TEXT EXCERPT |

-- BEGIN --

Max Hooper. Mr. Hooper, who has been an independent member of our board of directors since August 16, 2017, serves as Managing Director of Merging Traffic, a web-based crowdsourcing portal, since September 2015 and Head of Investment Banking and Senior Vice President of Triloma Securities, a subsidiary of Triloma Financial Group LLC, since January 2016. Dr. Hooper is also the founder and owner of Partners Advisory Group and Partners Capital Group, two financial advisory firms since January 2014. Since February 2018, Dr. Hooper’s primary focus has been as Managing Director/CEO of Managing Traffic and co-owner of Triloma Financial Group. Prior to that, Dr. Hooper was co-founder of Equity Broadcasting Corporation, a media company that owned and operated more than one hundred television stations across the United States. Dr. Hooper is an accomplished entrepreneur and has started multiple businesses in technology/internet, lodging, and services industries. Dr. Hooper has served on the investment committee of several venture capital and angel funds, and has completed “work out” transactions as a Certified Debt Arbitrator representing banks and private transactions. Dr. Hooper also has prior experience with SPACs such as transaction structuring, administration, research, and execution. Dr. Hooper has earned five doctorate degrees from a variety of institutions.

-- END --

SUPPLIED MATERIAL |
-- BEGIN --

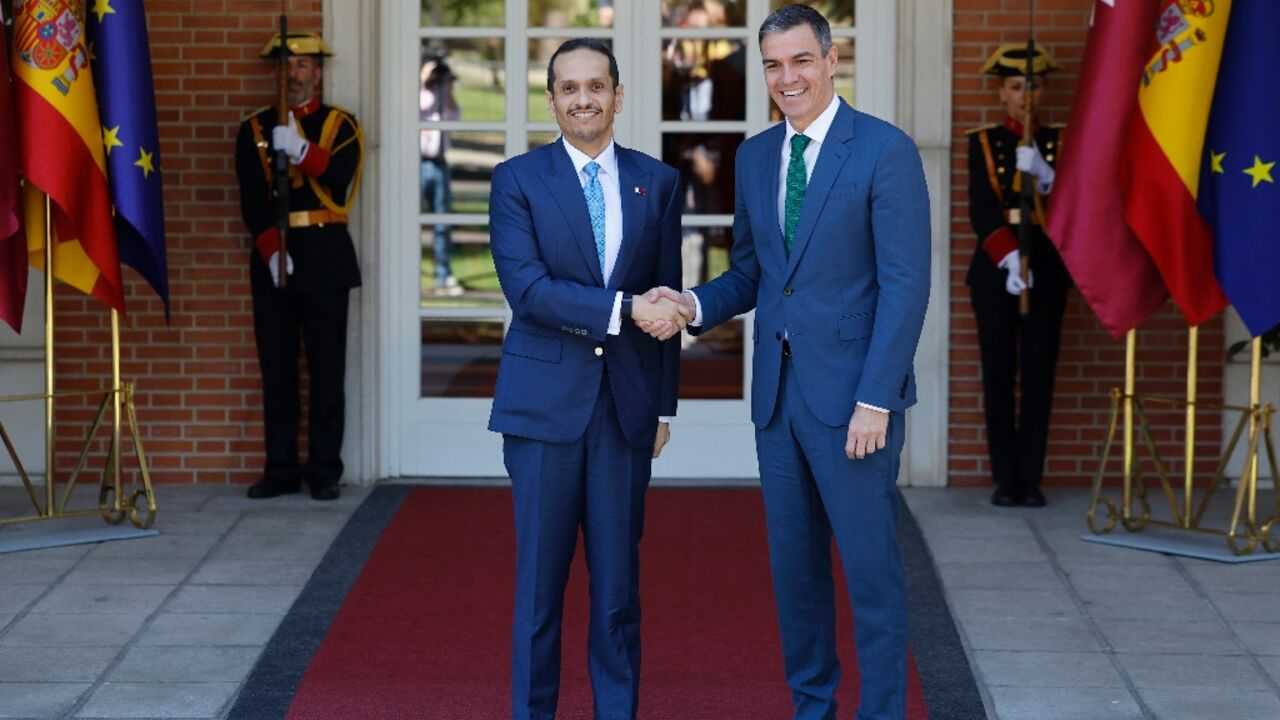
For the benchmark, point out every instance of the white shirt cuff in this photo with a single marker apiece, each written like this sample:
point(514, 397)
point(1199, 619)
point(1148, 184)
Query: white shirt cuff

-- END --

REQUEST |
Please write what comes next in the text about Max Hooper's background, starting after its final sentence. The records play no part here.

TASK RESPONSE |
 

We believe Dr. Hooper’s expertise in investment, management and mergers and acquisitions over various industries qualify him to serve on our board of directors.

 

Frank Leavy. Mr. Leavy has been an independent member of our board of directors since August 16, 2017. Since 2007, Mr. Leavy has been the Senior Vice President and Director of Finance and Administration for Blake’s All Natural Foods, a manufacturer of “better for you” frozen entrees. Prior to that, he held various financial officer positions at member companies of Group Rossignol, a world leading company in the winter sports industry. Specifically, he was Controller of Rossignol Ski Company from 1982 to 2006 and Vice President of Finance of Skis Dynastar, Inc. and Skis Dynastar Canada from 2000 to 2006. He also served as Chief Operating Officer at Roger Cleveland Golf Company, a subsidiary of Group Rossignol from 1999 to 2000 and was elected a director of the company from 2003 to 2005. Mr. Leavy holds a Bachelor of Arts degree from the College of the Holy Cross and a Master of Science degree in accounting from the Graduate School of Professional Accounting at Northeastern University.

 

We believe Mr. Leavy’s extensive experience in corporate finance qualify him to serve on our board of directors.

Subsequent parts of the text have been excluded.